Set task —
Answer these questions from the scheduling excerpt below:
1. What are the two restrictions the algorithm schedules around?
2. How many recipients are in the example?
3. How many recipients will be scheduled on 2018-10-17 10:01 AM?

Selected excerpt —
>> begin
Search code examples
c#.netoptimizationtask-parallel-libraryparallel.foreach

Optimising the process of a Huge List<T> in C#


I'm working on a scheduling algorithm that generates/assigns time-slots to a List of Recipients based on the following restrictions:

  • Max Recipients per Minute
  • Max Recipients per Hour

Suppose that the delivery Start Time is 2018-10-17 9:00 AM and we have 19 recipients with Max of 5 per min and and 10 per hour, so the output should be:

  1. 5 Recipients will be scheduled on 2018-10-17 9:00 AM
  2. 5 Recipients will be scheduled on 2018-10-17 9:01 AM
  3. 5 Recipients will be scheduled on 2018-10-17 10:00 AM
  4. 4 Recipients will be scheduled on 2018-10-17 10:01 AM

The algorithm is very accurate, but the way it works is as following:

  • First it generates a list of time-slots or time-windows that are accurately fits the no. of recipients based on the restrictions i mentioned before.
>> end
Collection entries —
>> begin
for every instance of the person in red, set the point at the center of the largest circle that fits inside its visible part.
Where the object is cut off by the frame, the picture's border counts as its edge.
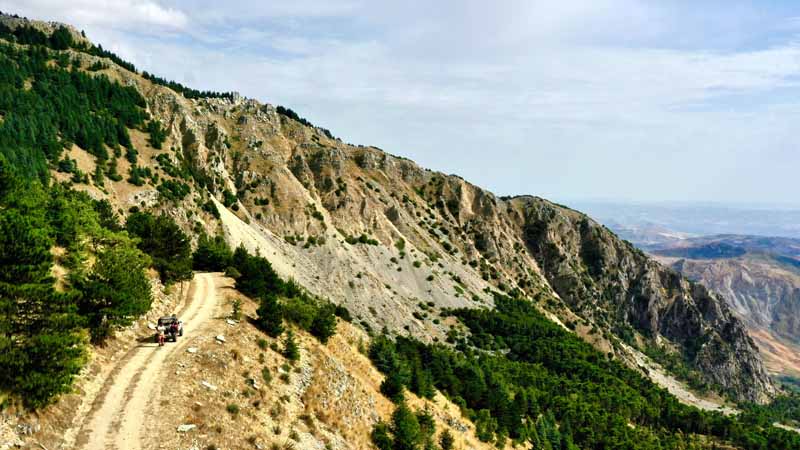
(173, 329)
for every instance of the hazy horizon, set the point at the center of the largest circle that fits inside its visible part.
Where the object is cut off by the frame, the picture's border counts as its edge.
(631, 99)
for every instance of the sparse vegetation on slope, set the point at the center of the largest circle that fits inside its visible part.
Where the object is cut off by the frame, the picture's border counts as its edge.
(519, 375)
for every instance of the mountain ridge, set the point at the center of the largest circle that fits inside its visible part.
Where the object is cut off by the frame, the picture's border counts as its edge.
(382, 235)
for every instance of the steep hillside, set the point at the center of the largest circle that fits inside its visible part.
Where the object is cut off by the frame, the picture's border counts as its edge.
(759, 277)
(390, 240)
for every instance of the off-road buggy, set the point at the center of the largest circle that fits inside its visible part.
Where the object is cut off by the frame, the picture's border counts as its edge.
(171, 326)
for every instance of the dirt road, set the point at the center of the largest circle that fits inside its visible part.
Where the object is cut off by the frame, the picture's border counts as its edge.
(118, 414)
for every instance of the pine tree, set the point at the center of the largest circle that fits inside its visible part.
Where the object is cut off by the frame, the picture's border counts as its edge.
(40, 347)
(269, 315)
(380, 436)
(446, 440)
(405, 428)
(116, 291)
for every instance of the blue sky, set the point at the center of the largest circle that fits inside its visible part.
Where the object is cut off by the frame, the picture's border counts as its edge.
(602, 99)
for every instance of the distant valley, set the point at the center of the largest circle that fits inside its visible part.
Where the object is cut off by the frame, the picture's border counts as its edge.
(758, 276)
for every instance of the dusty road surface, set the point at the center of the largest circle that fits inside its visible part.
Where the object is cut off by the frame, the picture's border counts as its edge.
(118, 414)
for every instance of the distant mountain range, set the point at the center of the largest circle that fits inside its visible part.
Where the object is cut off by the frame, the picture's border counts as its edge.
(758, 276)
(693, 219)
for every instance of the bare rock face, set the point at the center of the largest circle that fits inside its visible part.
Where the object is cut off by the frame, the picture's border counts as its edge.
(382, 236)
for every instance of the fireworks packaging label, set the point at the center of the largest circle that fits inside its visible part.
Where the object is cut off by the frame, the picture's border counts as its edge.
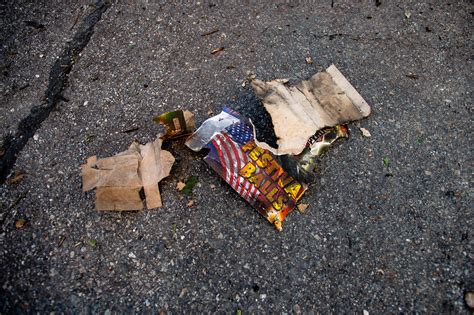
>> end
The solution —
1. Max Recipients per Minute and Max Recipients per Hour
2. 19
3. 4